Page extract:

Well, the official banzuke is out, and while my prediction got a lot of the big picture right, it got many of the details wrong. Here are the good, the bad, and the ugly picks, and my commentary on the work of the banzuke committee.
I got the San’yaku ranks exactly right. Tochinoshin joins the upper ranks as the West Sekiwake, Ichinojo as the East Komusubi, and Chiyotairyu as the West Komusubi. Only the last of these was at all uncertain based on the Hatsu results.
I also got the promotions from and demotions to Juryo exactly right. Down go Takekake (Juryo 1w), Aminishiki (J2e), and Terunofuji (J5w, and they’re being very generous to only let him drop that far). Up come Myogiryu, Hidenoumi, and Aoiyama; all three have previously spent time in Makuuchi.
The forecast did a decent job for the upper maegashira ranks. Endo and Tamawashi are the new M1s, as predicted, although I had them on opposite sides. Arawashi (as predicted) and Takarafuji are the new M2s. By all rights, Kotoshogiku should have stayed at M2w despite his 7-8 record, as there was a large gap in performance below him, and leaving a 7-8 rikishi at the same rank is not at all unusual, but this time the committee apparently felt obliged to demote him by half a rank to M3e, and as a consequence over-promoted Takarafuji all the way from M6, where he went 8-7, to M2. Joining Kotoshogiku at M3 is Takakeisho (as predicted, but on the wrong side).
The next three ranks are a bit of a head-scratcher. As predicted, they involve Shodai, Shohozan, and Chiyomaru. Like Kotoshogiku, Shodai went 7-8, while Shohozan and Chiyomaru both went 9-6 at M9, and therefore should have stayed in adjacent banzuke positions. I considered two logical solutions: leave Shodai where he was, M4e, and promote Shohozan and Chiyomaru to M4w and M5e, respectively, or drop Shodai to M5e, with Shohozan and Chiyomaru occupying the M4 ranks. Instead, the committee inexplicably chose to split Shohozan and Chiyomaru by ranking Shodai between the two.
Filling out this part of the banzuke are M5w Onosho, M6e Kaisei, and M6w Hokutofuji, exactly as predicted.
The forecast also did well on the bottom of the banzuke. In the last six slots, occupied by Nishikigi (14w), Sokokurai (15e), Myogiryu (15w), Daiamami (16e), Hidenoumi (16w), and Aoiyama (17e), the only prediction error was switching the East/West sides of Sokokurai and Myogiryu, and while there is a bias toward ranking Makuuchi holdovers above Juryo promotions, Sokokurai performed so poorly that Myogiryu has reason to complain about being ranked below him.

The exercise: Set down the passage of the sumo banzuke commentary word for word, everything from "I got the San’yaku" down to "the Hatsu results.". The listing that comes next has no connection to the sumo banzuke commentary.

[Object outline annotations]
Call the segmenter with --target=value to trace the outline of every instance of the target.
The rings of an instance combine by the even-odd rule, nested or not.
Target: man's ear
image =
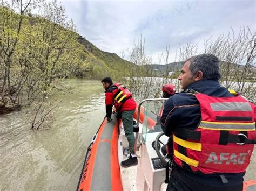
[[[197,72],[196,74],[196,78],[194,79],[196,81],[199,81],[202,80],[203,76],[204,76],[204,74],[203,74],[203,72],[201,70],[199,70]]]

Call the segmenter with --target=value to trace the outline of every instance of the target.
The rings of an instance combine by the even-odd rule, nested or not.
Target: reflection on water
[[[0,190],[75,190],[87,146],[105,115],[100,81],[68,80],[51,129],[30,129],[25,112],[0,116]],[[61,102],[60,102],[61,101]]]

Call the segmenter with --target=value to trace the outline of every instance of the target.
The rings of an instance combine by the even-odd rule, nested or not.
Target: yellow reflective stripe
[[[121,102],[121,101],[122,101],[123,100],[124,100],[124,98],[125,97],[126,97],[126,96],[127,96],[127,95],[126,95],[126,94],[124,95],[123,96],[123,97],[121,97],[121,98],[120,98],[120,100],[117,101],[117,103],[119,103]]]
[[[197,160],[186,157],[185,155],[182,154],[178,151],[176,151],[175,149],[174,154],[174,156],[178,158],[179,159],[182,160],[183,161],[184,161],[190,166],[197,167],[198,166],[198,164],[199,164],[199,162]]]
[[[114,98],[114,100],[117,100],[118,97],[122,94],[123,94],[123,91],[120,91],[120,93],[116,96],[116,97]]]
[[[210,129],[211,130],[224,130],[224,131],[255,131],[254,129],[224,129],[224,128],[206,128],[204,126],[199,126],[198,128],[204,129]]]
[[[230,123],[202,121],[198,128],[213,130],[254,131],[255,130],[255,122]]]
[[[255,122],[252,123],[234,123],[234,122],[207,122],[206,121],[202,121],[201,122],[205,123],[212,123],[212,124],[234,124],[234,125],[254,125]]]
[[[237,96],[238,95],[237,91],[233,90],[233,89],[228,89],[228,91],[230,92],[230,93],[232,94],[233,95],[234,95],[235,96]]]
[[[199,143],[194,143],[183,140],[173,135],[173,141],[177,144],[181,145],[184,147],[192,149],[193,150],[201,151],[202,150],[202,144]]]

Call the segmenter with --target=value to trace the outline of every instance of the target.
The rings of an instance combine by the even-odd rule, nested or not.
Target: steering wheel
[[[159,144],[161,143],[164,147],[165,147],[165,144],[164,144],[161,140],[160,140],[160,138],[161,138],[161,136],[163,136],[164,135],[164,133],[163,132],[160,132],[159,134],[158,134],[157,136],[157,138],[156,138],[156,140],[154,141],[154,147],[156,148],[156,151],[157,152],[157,154],[160,160],[165,164],[166,165],[168,161],[170,160],[170,159],[167,158],[167,157],[168,155],[168,153],[166,153],[165,155],[164,155],[163,154],[162,150],[161,149],[161,146],[160,144]],[[162,146],[163,147],[163,146]],[[162,152],[161,153],[160,152]]]

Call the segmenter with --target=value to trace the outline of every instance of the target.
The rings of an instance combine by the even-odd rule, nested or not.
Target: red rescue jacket
[[[239,95],[217,97],[194,91],[201,119],[194,131],[174,130],[175,162],[204,174],[244,172],[256,143],[255,105]]]
[[[105,91],[106,106],[111,105],[111,107],[107,107],[107,110],[111,109],[112,111],[113,104],[119,112],[135,109],[136,103],[132,95],[132,93],[124,86],[119,83],[114,83]]]

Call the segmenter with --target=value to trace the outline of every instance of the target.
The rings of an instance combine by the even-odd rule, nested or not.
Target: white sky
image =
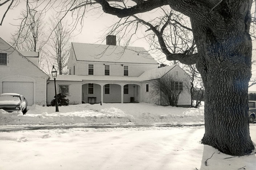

Response to the exercise:
I got the San’yaku ranks exactly right. Tochinoshin joins the upper ranks as the West Sekiwake, Ichinojo as the East Komusubi, and Chiyotairyu as the West Komusubi. Only the last of these was at all uncertain based on the Hatsu results.